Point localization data
..............................
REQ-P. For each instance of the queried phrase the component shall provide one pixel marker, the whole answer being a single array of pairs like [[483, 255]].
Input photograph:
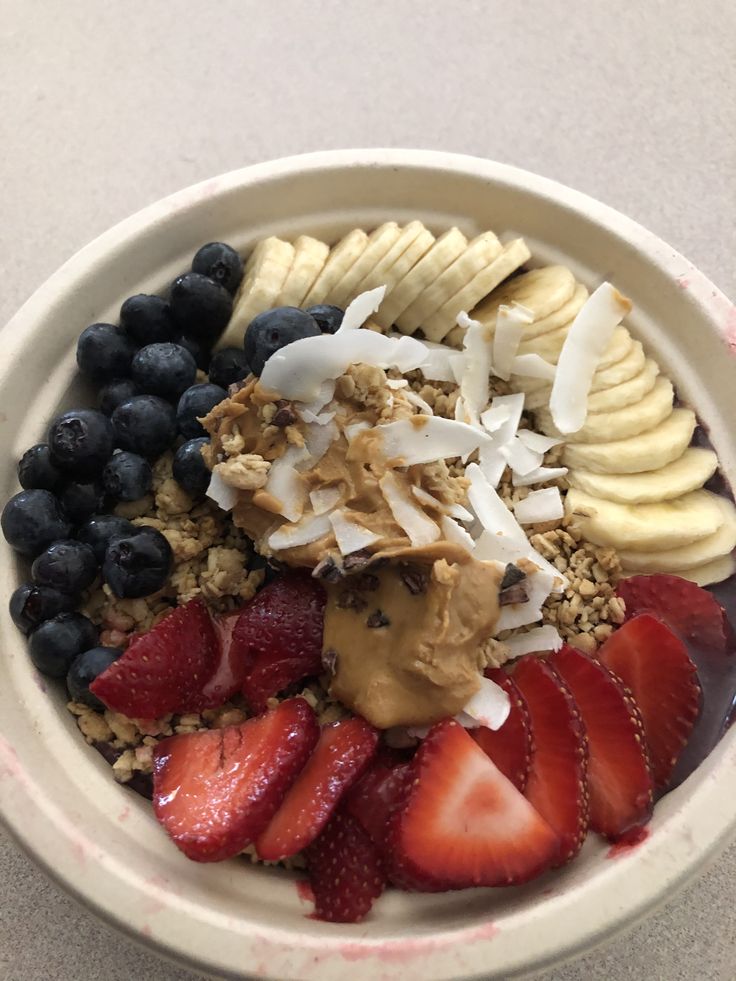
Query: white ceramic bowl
[[101, 841]]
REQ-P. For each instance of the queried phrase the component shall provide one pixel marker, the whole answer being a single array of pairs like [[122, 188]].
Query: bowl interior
[[101, 840]]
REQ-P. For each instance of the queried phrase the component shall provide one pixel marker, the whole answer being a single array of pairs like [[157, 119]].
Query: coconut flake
[[581, 353], [420, 529], [540, 506]]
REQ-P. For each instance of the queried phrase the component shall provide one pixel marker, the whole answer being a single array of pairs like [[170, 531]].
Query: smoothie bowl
[[375, 556]]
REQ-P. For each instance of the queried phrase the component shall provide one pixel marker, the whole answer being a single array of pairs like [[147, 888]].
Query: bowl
[[99, 840]]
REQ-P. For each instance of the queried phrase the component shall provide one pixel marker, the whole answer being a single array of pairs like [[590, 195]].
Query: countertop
[[107, 107]]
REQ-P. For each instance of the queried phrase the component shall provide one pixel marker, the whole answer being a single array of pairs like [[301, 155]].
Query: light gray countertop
[[105, 107]]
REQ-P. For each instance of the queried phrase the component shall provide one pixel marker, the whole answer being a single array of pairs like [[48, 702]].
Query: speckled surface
[[107, 107]]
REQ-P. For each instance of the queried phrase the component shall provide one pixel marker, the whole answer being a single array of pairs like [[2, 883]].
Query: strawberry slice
[[214, 791], [653, 662], [510, 747], [346, 871], [341, 755], [165, 669], [558, 783], [463, 822], [278, 639], [619, 779]]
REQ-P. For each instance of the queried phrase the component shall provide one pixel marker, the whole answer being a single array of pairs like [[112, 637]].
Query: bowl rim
[[672, 861]]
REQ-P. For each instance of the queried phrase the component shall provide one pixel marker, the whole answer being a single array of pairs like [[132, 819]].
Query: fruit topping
[[215, 791], [342, 753], [619, 779]]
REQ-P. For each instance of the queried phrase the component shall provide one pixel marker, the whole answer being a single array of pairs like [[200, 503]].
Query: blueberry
[[32, 520], [102, 529], [127, 476], [104, 352], [35, 469], [145, 425], [137, 565], [79, 501], [56, 642], [328, 318], [68, 566], [274, 329], [190, 470], [228, 366], [201, 307], [196, 402], [116, 392], [220, 262], [84, 669], [31, 604], [164, 369], [147, 319], [81, 441]]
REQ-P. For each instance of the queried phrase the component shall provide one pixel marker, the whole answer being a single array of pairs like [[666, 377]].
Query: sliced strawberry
[[463, 823], [164, 670], [653, 662], [510, 747], [619, 779], [278, 639], [341, 755], [558, 777], [346, 871], [214, 791]]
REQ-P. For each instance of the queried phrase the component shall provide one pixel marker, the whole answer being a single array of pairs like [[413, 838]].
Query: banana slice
[[341, 258], [480, 252], [263, 278], [692, 470], [310, 256], [722, 542], [442, 324], [648, 451], [646, 527], [379, 242], [444, 252]]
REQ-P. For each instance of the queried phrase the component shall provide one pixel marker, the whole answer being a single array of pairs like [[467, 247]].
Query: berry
[[32, 520], [36, 470], [346, 871], [201, 307], [101, 529], [189, 469], [165, 669], [147, 319], [80, 501], [104, 352], [197, 402], [327, 317], [137, 565], [228, 366], [84, 669], [510, 747], [145, 425], [653, 663], [116, 392], [31, 604], [163, 369], [127, 476], [270, 331], [68, 566], [343, 752], [56, 642], [619, 780], [278, 638], [558, 782], [214, 791], [220, 262], [81, 441]]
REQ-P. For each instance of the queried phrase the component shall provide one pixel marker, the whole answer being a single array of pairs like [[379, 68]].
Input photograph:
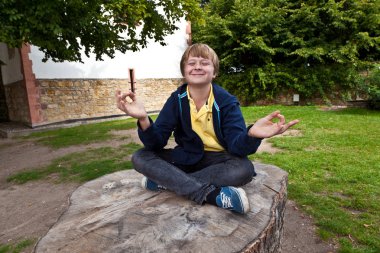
..............................
● Prompt
What you print must match the entries exactly, except that no pictures appear.

● Solution to the exercise
REQ-P. For each instance of the queried phrase the component shall provide one pixel marker, the whole answer being a single array of pairs like [[483, 255]].
Input photograph:
Query: white ceramic bowl
[[101, 841]]
REQ-P. For each instance of the queried phrase the component shall provide one pixel marker, the whole answer being a single array of pairs like [[122, 188]].
Query: bowl interior
[[101, 840]]
REQ-P. For each instance of the queried phrase the component shall provide one pixel marker, the whole answer being a single array of pairs like [[157, 119]].
Query: coconut flake
[[581, 353], [420, 529], [540, 506]]
REQ-P. For each instance of the queried phrase the component shall provide one pixel marker, the whole answer being a single array of pairs like [[170, 531]].
Query: smoothie bowl
[[375, 556]]
REQ-P. For each instance of the queried phrase the component shall provide one pixel marker, the whole answer being a single array of pairs like [[147, 888]].
Query: bowl
[[99, 840]]
REQ-P. For each instance of the queried phrase the component shall provide one pixel marker, the whole answer being a single array of pairs like [[590, 195]].
Query: countertop
[[107, 107]]
REQ-P. For each instance of the queried phrase the component shall provide one pixel marker, the whole answer being a single array of pairs like [[301, 155]].
Query: light gray countertop
[[105, 107]]
REQ-P. For each instance of the queried phrase the component shall provide one pixel marker, the whole answer being a single array of pairs like [[48, 702]].
Query: speckled surface
[[107, 107]]
REQ-P. For each instance of the queried phrase the component shall provide one pixel marker, the whole answer being a single array of pairs like [[2, 883]].
Query: strawberry slice
[[214, 791], [653, 662], [510, 747], [346, 871], [341, 755], [165, 669], [558, 783], [463, 822], [278, 639], [619, 779]]
REQ-P. For each instance of the queried phrase the component shall provide one pixel marker, the whole answer being a single array of pairs like [[112, 637]].
Query: bowl rim
[[672, 861]]
REQ-P. For each instance of the queried phrase the component shall provide one pixel marker, the whole answer being a single array of pairs like [[132, 819]].
Query: fruit topping
[[215, 791], [342, 753], [619, 779]]
REQ-P. For each instance of the queried phrase the component shall provide one pixel marker, the whole answer being a single array of pairs like [[200, 503]].
Query: blueberry
[[32, 520], [102, 529], [127, 476], [104, 352], [35, 469], [145, 425], [137, 565], [79, 501], [56, 642], [328, 318], [68, 566], [274, 329], [190, 470], [228, 366], [201, 307], [196, 402], [116, 392], [220, 262], [84, 669], [31, 604], [164, 369], [147, 319], [81, 441]]
REQ-P. For each instance of the queried phrase the component shall provide one pixel marker, the whole answer being a single array of pairs like [[666, 377]].
Query: sliced strawberry
[[463, 823], [164, 670], [653, 662], [510, 747], [619, 779], [278, 639], [341, 755], [558, 777], [346, 871], [214, 791]]
REQ-P. For each instance of the queried phrase the component shall provide one pixel marker, the whole answer being a single array of pairs like [[413, 838]].
Query: banana slice
[[341, 258], [480, 252], [263, 278], [692, 470], [310, 256], [722, 542], [442, 324], [648, 451], [646, 527], [379, 242], [444, 252]]
REQ-P. For each instance of the queried phrase the component shall provide one pixel marker, the whole answer being a single array of pairs like [[467, 247]].
Query: berry
[[32, 520], [36, 470], [346, 871], [201, 307], [101, 529], [189, 469], [165, 669], [147, 319], [80, 501], [104, 352], [197, 402], [327, 317], [137, 565], [228, 366], [84, 669], [510, 747], [145, 425], [653, 663], [116, 392], [31, 604], [163, 369], [127, 476], [270, 331], [68, 566], [343, 752], [56, 642], [619, 780], [278, 638], [558, 782], [214, 791], [220, 262], [81, 441]]
REQ-P. For each instance of the queried phrase the component shall provide one pixel marker, the whole answer being a single array of pairs like [[379, 68]].
Input photograph:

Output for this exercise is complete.